[Selected extract]
"Heavier than air flying machines are not possible." Lord Kelvin, President of the Royal Society, 1895
"Stocks have reached what looks like a permanently high plateau." Irving Fisher, Professor of Economics, Yale University, 1929
"I think there is a world market for maybe five computers". Thomas Watson, Chairman of IBM, 1943
"The Great Horse-Manure Crisis of 1894" was a title of an article published in 2004. The name refers to a supposed 1894 publication in
The Times, which said, "In 50 years, every street in London will be buried under nine feet of manure". The reasoning was that more horses are needed to remove the manure, and these horses produce more manure. I believe no one needs to go to London to ensure that the city's streets are clean and that the air doesn't smell of horse excrement.
As I mentioned in one of my previous
posts, humans are inferior future thinkers, and there is scientific evidence of it. The future thinking skills were not evolutionary conditioned – our ancestors could survive and breed without them, so our brains are not equipped with such machinery. We are stuck in one point we call "present." Our memories are sketchy and inaccurate, and our thoughts about the future are wage. But that doesn't mean we are doomed to wait for our future passively. We can influence it.
Steve Jobs once said that an eagle flies faster than a human runs. So, in terms of moving speed, an eagle outcompetes a human being by nature. But a human on a bike can move faster than an eagle. Therefore, people can overcome their biological weaknesses by using their mental power. It also works this way when it comes to the future.
[/Selected extract]
[Data for review]
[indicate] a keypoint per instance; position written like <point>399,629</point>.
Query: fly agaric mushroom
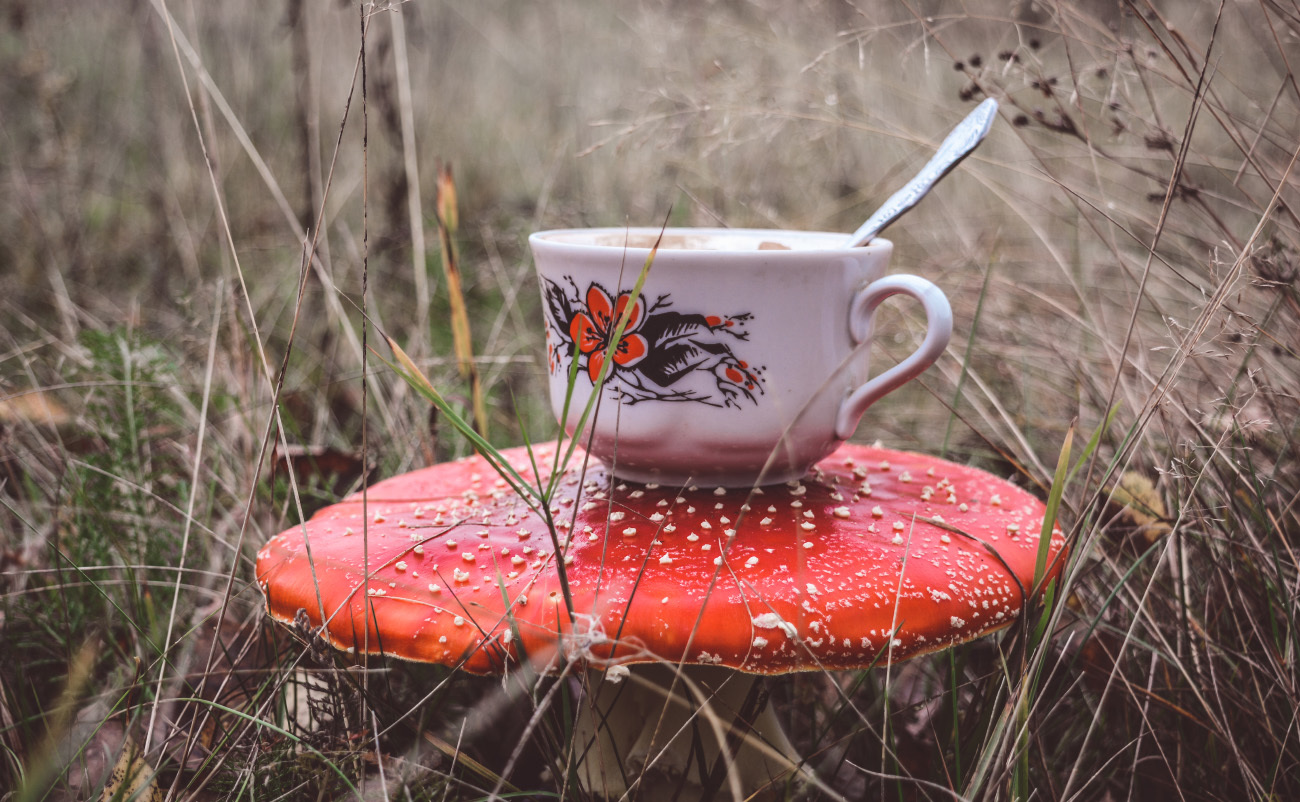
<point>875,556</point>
[/Data for review]
[Data for review]
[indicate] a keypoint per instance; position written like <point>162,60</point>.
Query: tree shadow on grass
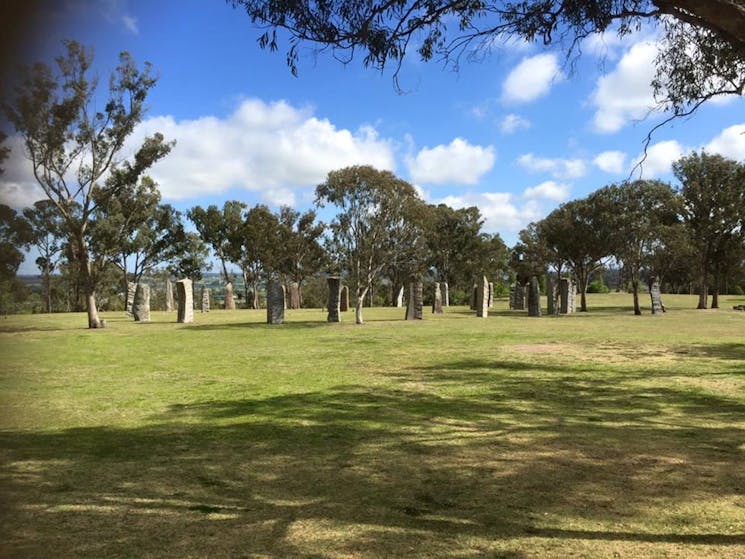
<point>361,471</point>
[/Data for review]
[Tasks to carry out]:
1) Echo the passage on predictions word for word, starting with "As I mentioned" and going on through "can influence it.".
2) Answer these questions from the passage on predictions:
(a) What academic position at Yale University is given for Irving Fisher?
(b) In what year was the article titled "The Great Horse-Manure Crisis of 1894" published?
(c) According to what Steve Jobs once said, what flies faster than a human runs?

[Task-by-task answers]:
1)
As I mentioned in one of my previous
posts, humans are inferior future thinkers, and there is scientific evidence of it. The future thinking skills were not evolutionary conditioned – our ancestors could survive and breed without them, so our brains are not equipped with such machinery. We are stuck in one point we call "present." Our memories are sketchy and inaccurate, and our thoughts about the future are wage. But that doesn't mean we are doomed to wait for our future passively. We can influence it.

2)
(a) Professor of Economics
(b) 2004
(c) An eagle